Data excerpts
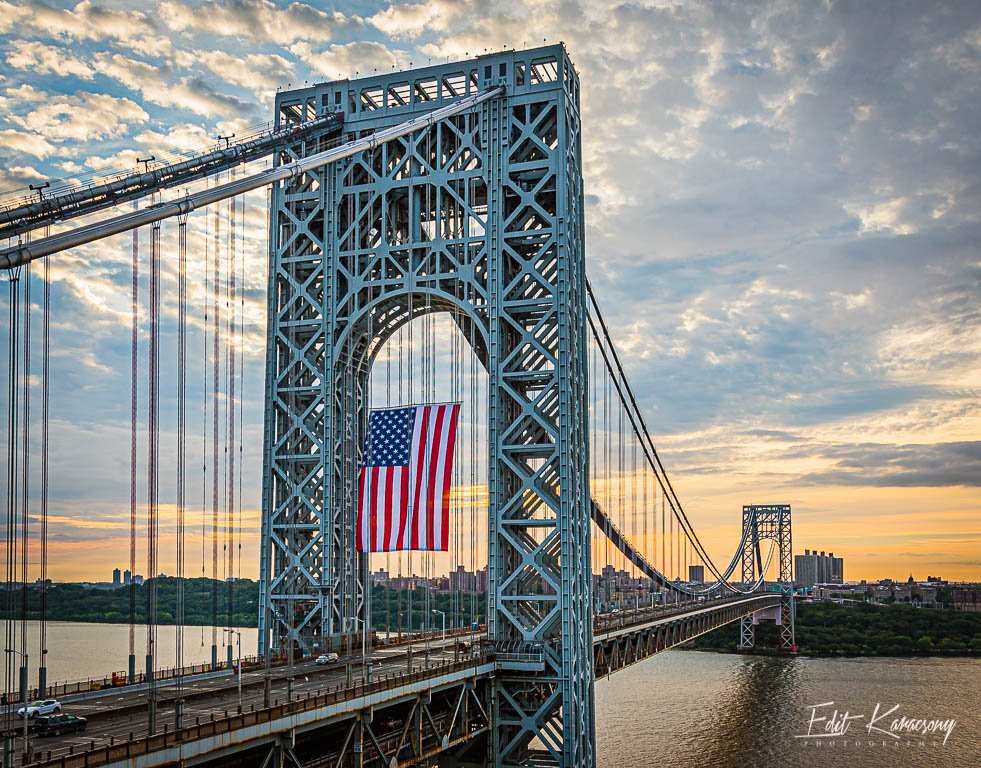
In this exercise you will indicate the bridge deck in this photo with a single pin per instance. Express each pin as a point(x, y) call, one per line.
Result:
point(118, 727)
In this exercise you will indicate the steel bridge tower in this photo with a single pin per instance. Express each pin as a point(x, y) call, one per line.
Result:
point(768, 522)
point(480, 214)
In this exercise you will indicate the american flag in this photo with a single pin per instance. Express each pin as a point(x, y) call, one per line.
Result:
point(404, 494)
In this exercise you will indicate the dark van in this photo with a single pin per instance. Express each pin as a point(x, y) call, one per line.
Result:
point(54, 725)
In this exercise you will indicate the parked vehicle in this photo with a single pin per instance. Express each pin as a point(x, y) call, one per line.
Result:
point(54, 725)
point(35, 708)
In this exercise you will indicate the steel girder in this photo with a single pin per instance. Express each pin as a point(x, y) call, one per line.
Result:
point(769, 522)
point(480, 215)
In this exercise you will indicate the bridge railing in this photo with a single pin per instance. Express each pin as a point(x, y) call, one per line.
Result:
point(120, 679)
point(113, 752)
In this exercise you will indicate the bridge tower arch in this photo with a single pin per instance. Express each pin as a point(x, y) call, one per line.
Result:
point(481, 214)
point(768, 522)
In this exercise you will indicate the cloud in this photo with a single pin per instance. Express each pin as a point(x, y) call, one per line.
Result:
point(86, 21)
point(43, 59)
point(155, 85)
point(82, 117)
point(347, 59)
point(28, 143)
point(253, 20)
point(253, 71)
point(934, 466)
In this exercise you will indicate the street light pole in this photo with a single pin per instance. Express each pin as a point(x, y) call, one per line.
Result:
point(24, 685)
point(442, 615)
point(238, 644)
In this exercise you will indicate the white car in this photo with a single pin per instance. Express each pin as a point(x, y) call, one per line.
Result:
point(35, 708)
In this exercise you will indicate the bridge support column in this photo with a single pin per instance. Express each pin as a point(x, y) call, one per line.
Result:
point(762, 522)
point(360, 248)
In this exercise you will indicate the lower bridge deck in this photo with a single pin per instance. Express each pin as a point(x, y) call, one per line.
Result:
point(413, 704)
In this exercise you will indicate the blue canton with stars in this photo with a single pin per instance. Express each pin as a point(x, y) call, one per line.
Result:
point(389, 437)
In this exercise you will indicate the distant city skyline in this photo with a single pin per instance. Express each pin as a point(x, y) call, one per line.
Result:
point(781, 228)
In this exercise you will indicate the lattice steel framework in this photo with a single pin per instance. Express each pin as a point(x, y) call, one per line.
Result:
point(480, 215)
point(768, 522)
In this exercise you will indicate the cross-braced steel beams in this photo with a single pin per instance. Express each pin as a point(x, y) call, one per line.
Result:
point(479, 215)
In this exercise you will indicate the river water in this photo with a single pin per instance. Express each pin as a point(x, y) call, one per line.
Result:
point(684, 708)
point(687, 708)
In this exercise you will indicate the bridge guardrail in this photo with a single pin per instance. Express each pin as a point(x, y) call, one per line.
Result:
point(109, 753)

...

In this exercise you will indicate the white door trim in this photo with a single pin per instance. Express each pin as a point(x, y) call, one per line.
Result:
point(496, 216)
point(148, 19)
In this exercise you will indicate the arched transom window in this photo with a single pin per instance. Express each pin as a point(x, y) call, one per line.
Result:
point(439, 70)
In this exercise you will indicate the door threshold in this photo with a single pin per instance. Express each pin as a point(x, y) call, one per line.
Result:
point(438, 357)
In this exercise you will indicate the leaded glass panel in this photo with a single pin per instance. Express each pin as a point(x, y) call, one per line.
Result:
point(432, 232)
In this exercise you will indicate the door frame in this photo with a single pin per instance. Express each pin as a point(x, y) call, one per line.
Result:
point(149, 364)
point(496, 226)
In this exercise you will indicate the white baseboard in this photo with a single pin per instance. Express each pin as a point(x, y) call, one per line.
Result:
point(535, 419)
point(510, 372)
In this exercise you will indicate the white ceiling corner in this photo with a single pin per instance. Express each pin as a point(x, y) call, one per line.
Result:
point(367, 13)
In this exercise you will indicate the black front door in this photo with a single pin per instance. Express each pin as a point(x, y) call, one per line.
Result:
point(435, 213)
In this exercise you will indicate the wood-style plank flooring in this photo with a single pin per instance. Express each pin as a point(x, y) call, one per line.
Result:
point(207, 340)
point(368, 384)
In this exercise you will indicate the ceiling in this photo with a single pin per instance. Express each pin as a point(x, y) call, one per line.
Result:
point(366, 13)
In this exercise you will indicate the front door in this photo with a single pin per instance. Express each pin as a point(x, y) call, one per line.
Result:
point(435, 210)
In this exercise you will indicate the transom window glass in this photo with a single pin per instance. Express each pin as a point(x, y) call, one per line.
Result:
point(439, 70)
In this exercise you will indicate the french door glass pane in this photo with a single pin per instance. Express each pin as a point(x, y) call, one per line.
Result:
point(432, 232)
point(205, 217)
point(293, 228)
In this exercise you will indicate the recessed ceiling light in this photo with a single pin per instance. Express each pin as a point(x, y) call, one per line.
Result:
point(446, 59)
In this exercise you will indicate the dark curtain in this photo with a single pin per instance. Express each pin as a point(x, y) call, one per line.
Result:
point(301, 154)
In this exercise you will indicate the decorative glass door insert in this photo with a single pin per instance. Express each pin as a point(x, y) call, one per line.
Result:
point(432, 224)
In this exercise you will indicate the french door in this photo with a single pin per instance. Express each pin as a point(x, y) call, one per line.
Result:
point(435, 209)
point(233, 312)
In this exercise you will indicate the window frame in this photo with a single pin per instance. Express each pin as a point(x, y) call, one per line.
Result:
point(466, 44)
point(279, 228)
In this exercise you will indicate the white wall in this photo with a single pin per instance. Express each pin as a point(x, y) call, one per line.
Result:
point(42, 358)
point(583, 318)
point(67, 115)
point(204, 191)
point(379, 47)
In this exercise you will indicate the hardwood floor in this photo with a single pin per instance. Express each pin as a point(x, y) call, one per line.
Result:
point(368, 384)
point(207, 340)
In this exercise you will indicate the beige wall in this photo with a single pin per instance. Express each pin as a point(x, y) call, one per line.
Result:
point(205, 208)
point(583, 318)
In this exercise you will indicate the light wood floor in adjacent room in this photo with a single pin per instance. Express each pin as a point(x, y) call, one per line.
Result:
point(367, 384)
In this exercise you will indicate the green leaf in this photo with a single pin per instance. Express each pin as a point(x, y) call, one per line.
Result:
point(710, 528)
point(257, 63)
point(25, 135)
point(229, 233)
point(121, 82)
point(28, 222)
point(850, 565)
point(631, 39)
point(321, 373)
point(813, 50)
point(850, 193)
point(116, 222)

**Task goal**
Exactly the lines above from the one with "In this exercise you will indicate the bridge deck" to the one with "In this exercise you will indicate the parked", both included, are to be quoted; leave the rest out.

**Written answer**
In this exercise you will indicate the bridge deck in this photo with a single pin per instance. Express each pin as a point(x, y) call, one per line.
Result:
point(118, 727)
In this exercise you will indicate the steel bridge tower in this photo with a single pin per instance. Express each pin as a point(x, y) call, one per line.
Result:
point(768, 522)
point(480, 214)
In this exercise you will indicate the american flag in this photo with a single pin per instance. Express each pin as a point(x, y) call, one per line.
Result:
point(404, 494)
In this exercise you will indicate the dark van in this photo with a single pin per instance. Express each pin as a point(x, y) call, one per line.
Result:
point(54, 725)
In this exercise you will indicate the parked vehicle in this photo with a single pin per instance. Express each pin as a point(x, y) call, one per line.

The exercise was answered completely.